++++ PAGE ++++

Jean-Pierre Chambon : Anthropogénie, Epiphanie et mémoire poétique.
Par Fidèle Mabanza
Jean-Pierre Chambon vit à Grenoble. Poète et auteur de récits, il co-dirige la revue Voix d’encre, collabore régulièrement avec des artistes – peintres, poètes, photographes. En 2021, lors d’une rencontre à La Cave Littéraire de Villefontaine, j’ai découvert sa complicité avec Michaël Glück dans un dialogue fécond, notamment dans Méditation sur un squelette d’ange ((Éditions L’Amourier, 2004) et Une motte de terre (Éditions Méridianes, 2020).
Traduit dans une dizaine de langues, il a reçu le prix Roger-Kowalski 2025 pour Étant donné (Éditions Al Manar, 2024) et le prix international de poésie francophone Yvan-Goll en 1996 pour Le Roi errant (Éditions Gallimard, 1995).
Cette note lie son œuvre selon deux axes : l’anthropogénie, soit l’émergence de l’humain à partir de la matière ; et l’épiphanie poétique, où vie et sacré se révèlent dans l’épaisseur du sensible. Sa poésie, réceptive au mythe de la création, se fait lieu d’expérience du vivant.
Ces orientations s’inscrivent dans une métaphysique cosmologique où Une motte de terre figure l’origine et le destin. Terre des labours et des sépultures, elle renvoie au sépulcre qui conforme l’homme au radicalement autre. C’est dans ce champ de forces que s’inscrit la lecture ici proposée.
I. Anthropogénie : l’homme né de la matière
Jean-Pierre Chambon pense l’humain dans son rapport originaire à la matière. Il explore son devenir au sein du vivant, comme si la parole, au-delà des vérités du mythe des origines, naissait du minéral, du végétal et de l’animal avant d’accéder au langage. C’est une véritable anthropogénie poétique où l’humain se fonde dans l’expérience sensible du monde.

++++ EXTRAIT DES DONNÉES ++++

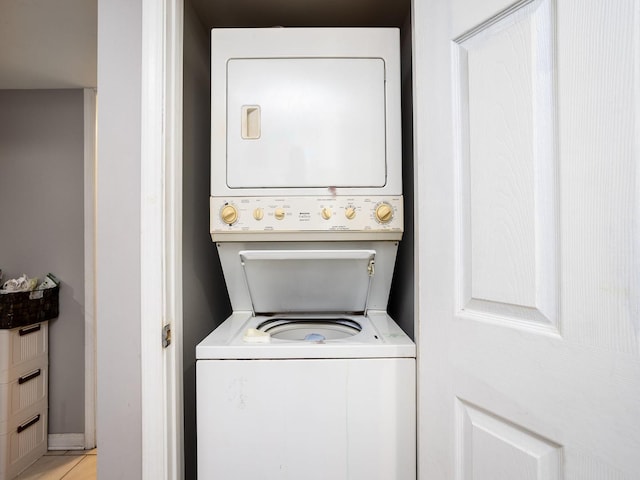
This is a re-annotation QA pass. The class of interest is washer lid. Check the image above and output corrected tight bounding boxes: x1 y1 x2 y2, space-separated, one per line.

++++

# [LA CONSIGNE]
Relevez mot pour mot le passage de la note sur Jean-Pierre Chambon situé entre « Jean-Pierre Chambon : Anthropogénie, Epiphanie » et « (Éditions Gallimard, 1995). », ces deux bornes comprises.

# [CORRIGÉ DE L'EXERCICE]
Jean-Pierre Chambon : Anthropogénie, Epiphanie et mémoire poétique.
Par Fidèle Mabanza
Jean-Pierre Chambon vit à Grenoble. Poète et auteur de récits, il co-dirige la revue Voix d’encre, collabore régulièrement avec des artistes – peintres, poètes, photographes. En 2021, lors d’une rencontre à La Cave Littéraire de Villefontaine, j’ai découvert sa complicité avec Michaël Glück dans un dialogue fécond, notamment dans Méditation sur un squelette d’ange ((Éditions L’Amourier, 2004) et Une motte de terre (Éditions Méridianes, 2020).
Traduit dans une dizaine de langues, il a reçu le prix Roger-Kowalski 2025 pour Étant donné (Éditions Al Manar, 2024) et le prix international de poésie francophone Yvan-Goll en 1996 pour Le Roi errant (Éditions Gallimard, 1995).